Eyal Cidon, Sean Choi
Ensuring correct and consistent network update procedures is one of the most difficult problems that network operators have to face. Modifications in a network are very difficult to implement correctly, since most updates do not consider the state of the packets in flight. This can cause multitude of problems, ranging from simple packet drops to allowing malicious traffic into the nodes that are supposed to be under the protection.
Recently, the arrival of Software Defined Network (SDN) has eased this process by allowing the control plane to add or remove new nodes. However it is possible for a network to contain thousands of nodes that are interconnected with thousands of links and switches. As the size of the network increases, it becomes nearly impossible for a human being to correctly manage network changes such as inserting, modifying and removing nodes. In “Abstractions for network update“, Reitblatt et. al . introduce the formal definition for a process called Per-Packet Consistent Update. Per-Packet consistent update is a process in which each packet flowing through the network is guaranteed to be affected only by a single network configuration. In other words, the packet is routed through the network either as if the network state is as it was completely before the update occurred, or completely after the update occurred. This makes network updates easier to reason with, as we do not have to worry about the intermittent state of the packet during the update process. The authors also implement a software system called ‘Kinetic’ which takes a new configuration and a network topology, and implements a transition to the new configuration while providing the consistency level Per-Pack or Per-Flow. Given this, the authors show that with some overhead during the updates, the consistency level can be guaranteed throughout the update process.
These are the list of goals that this paper is attempting to solve.
- Propose general abstractions and the implementation mechanisms for specifying network updates.
- Provide theoretical models that capture the behavior of SDN and prove that the mechanisms correctly implement the abstractions.
- Show that the network updates can be performed consistently without adding huge overheads.

## RECORDS SHOWN

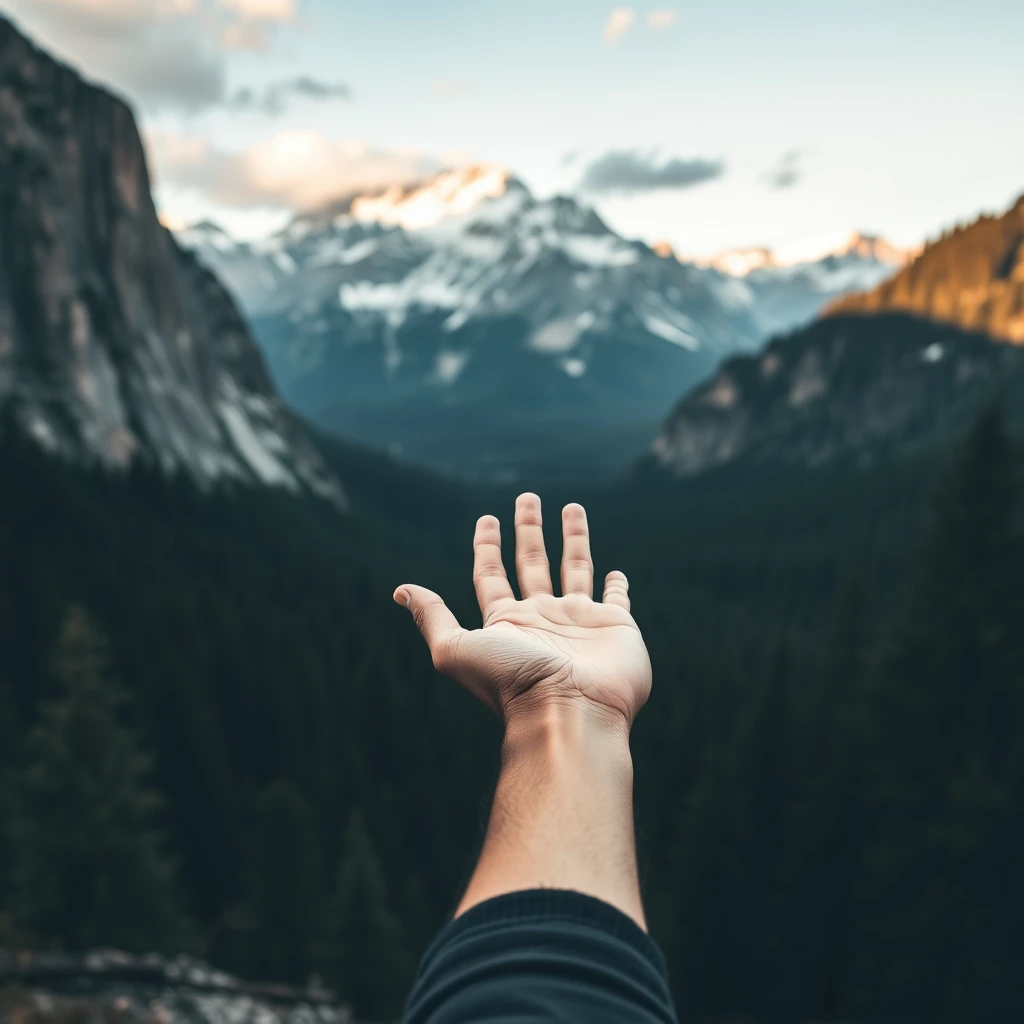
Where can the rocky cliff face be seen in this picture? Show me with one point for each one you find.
(848, 387)
(116, 346)
(972, 278)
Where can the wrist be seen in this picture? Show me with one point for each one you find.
(567, 728)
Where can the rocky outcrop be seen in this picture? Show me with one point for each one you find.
(116, 346)
(120, 988)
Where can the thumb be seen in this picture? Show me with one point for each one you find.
(433, 619)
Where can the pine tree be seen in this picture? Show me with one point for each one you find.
(943, 894)
(287, 891)
(368, 958)
(10, 744)
(826, 821)
(90, 861)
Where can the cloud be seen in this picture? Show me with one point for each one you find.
(660, 19)
(276, 97)
(444, 89)
(162, 53)
(787, 172)
(634, 171)
(620, 22)
(261, 10)
(293, 170)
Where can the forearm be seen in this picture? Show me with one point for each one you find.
(562, 814)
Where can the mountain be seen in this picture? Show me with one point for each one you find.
(117, 346)
(466, 324)
(973, 278)
(847, 387)
(790, 287)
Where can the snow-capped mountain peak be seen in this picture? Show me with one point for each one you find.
(451, 194)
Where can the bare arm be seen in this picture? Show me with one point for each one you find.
(567, 676)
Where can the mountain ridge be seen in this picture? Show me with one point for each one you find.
(116, 345)
(972, 276)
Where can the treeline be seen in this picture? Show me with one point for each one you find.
(217, 734)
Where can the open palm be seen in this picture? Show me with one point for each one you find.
(541, 648)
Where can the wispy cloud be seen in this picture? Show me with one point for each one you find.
(446, 89)
(787, 172)
(620, 22)
(276, 97)
(662, 19)
(162, 53)
(626, 171)
(293, 170)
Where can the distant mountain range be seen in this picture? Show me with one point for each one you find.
(468, 325)
(116, 346)
(972, 278)
(899, 369)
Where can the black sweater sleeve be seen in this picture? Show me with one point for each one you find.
(542, 955)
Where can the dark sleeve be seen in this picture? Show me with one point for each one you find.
(542, 955)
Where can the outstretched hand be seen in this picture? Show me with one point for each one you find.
(541, 650)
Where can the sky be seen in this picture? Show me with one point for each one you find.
(712, 125)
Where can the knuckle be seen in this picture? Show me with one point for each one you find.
(534, 559)
(489, 572)
(579, 564)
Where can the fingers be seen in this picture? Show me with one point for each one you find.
(434, 620)
(531, 566)
(578, 566)
(616, 590)
(488, 571)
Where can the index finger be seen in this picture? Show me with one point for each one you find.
(488, 571)
(531, 564)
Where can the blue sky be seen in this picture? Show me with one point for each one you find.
(727, 123)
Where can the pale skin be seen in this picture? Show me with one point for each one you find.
(567, 676)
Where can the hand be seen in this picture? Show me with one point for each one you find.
(541, 651)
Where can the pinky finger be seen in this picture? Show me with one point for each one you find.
(616, 590)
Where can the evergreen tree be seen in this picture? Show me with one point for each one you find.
(368, 960)
(943, 896)
(287, 889)
(826, 818)
(90, 861)
(10, 744)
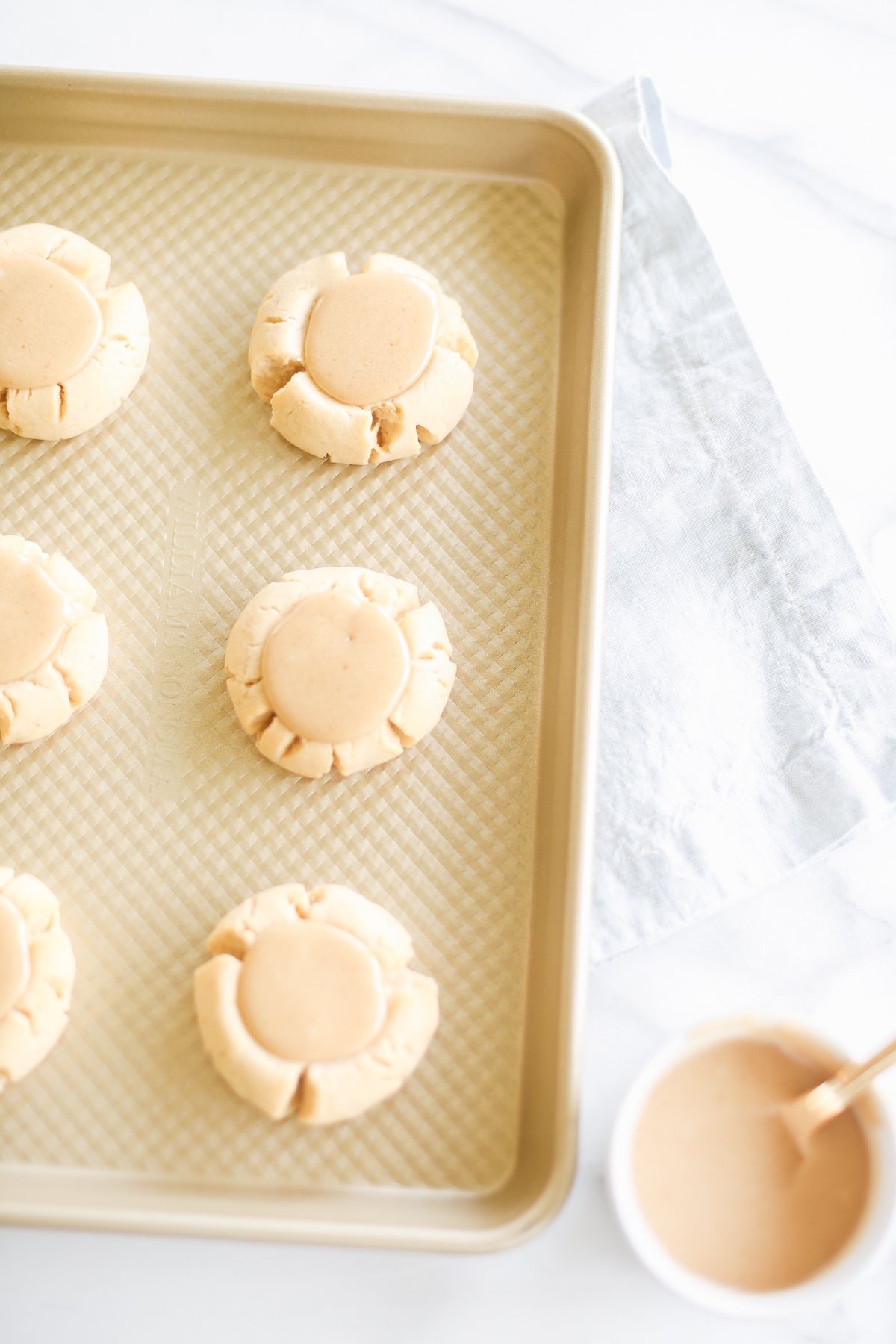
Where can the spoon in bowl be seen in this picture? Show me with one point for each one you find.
(808, 1113)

## SHORT PROBLEM
From the network-update text, pull out the passage between "- Propose general" and "adding huge overheads.", inclusive.

## ANSWER TO THIS PROBLEM
- Propose general abstractions and the implementation mechanisms for specifying network updates.
- Provide theoretical models that capture the behavior of SDN and prove that the mechanisms correctly implement the abstractions.
- Show that the network updates can be performed consistently without adding huge overheads.